= Given exercise =
Please rewrite the records with "bicycle brake lever" replaced by "handlebar grip" everywhere, leaving everything else the same and omitting the pictures.

= Material shown =
-- BEGIN --

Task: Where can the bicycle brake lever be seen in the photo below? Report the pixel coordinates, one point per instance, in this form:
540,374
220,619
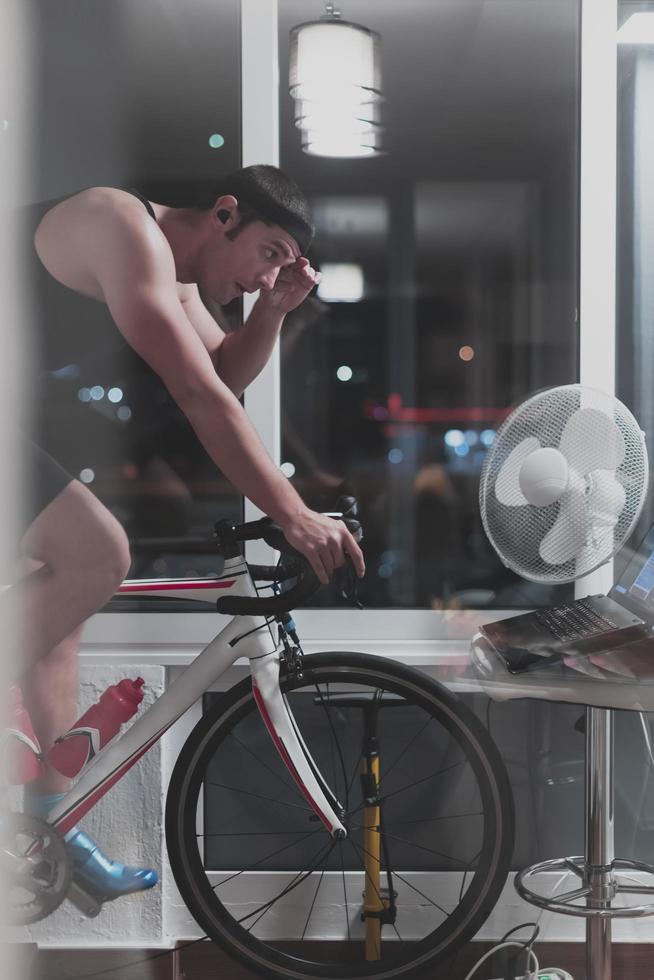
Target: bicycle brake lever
349,584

-- END --

= Worked solution =
Task: Where can the handlebar grip be seen in the photo below? Report the pixel coordinates, one point per instance, in this form:
540,374
220,619
Target: handlebar grip
349,584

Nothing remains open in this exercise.